### Goal of the exercise
Copy out, exactly as written, only the line containing "Target: skyscraper" and the lines after it through the end of the records.

Data excerpts
________
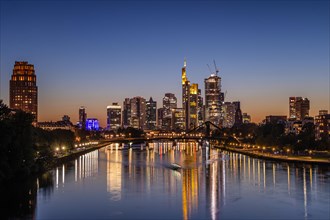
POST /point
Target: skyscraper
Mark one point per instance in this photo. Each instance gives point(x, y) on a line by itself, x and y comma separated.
point(185, 96)
point(113, 116)
point(238, 113)
point(213, 99)
point(229, 111)
point(23, 90)
point(82, 117)
point(298, 108)
point(138, 112)
point(200, 108)
point(151, 111)
point(169, 103)
point(189, 100)
point(126, 113)
point(193, 106)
________
### Task solution
Target: skyscraper
Mark one point per instance in this photo. Each instance gives point(x, y) on a line by itself, x and y comma separated.
point(185, 96)
point(113, 116)
point(238, 113)
point(213, 99)
point(229, 111)
point(23, 90)
point(82, 117)
point(298, 108)
point(138, 112)
point(200, 108)
point(151, 111)
point(169, 103)
point(189, 100)
point(126, 113)
point(193, 106)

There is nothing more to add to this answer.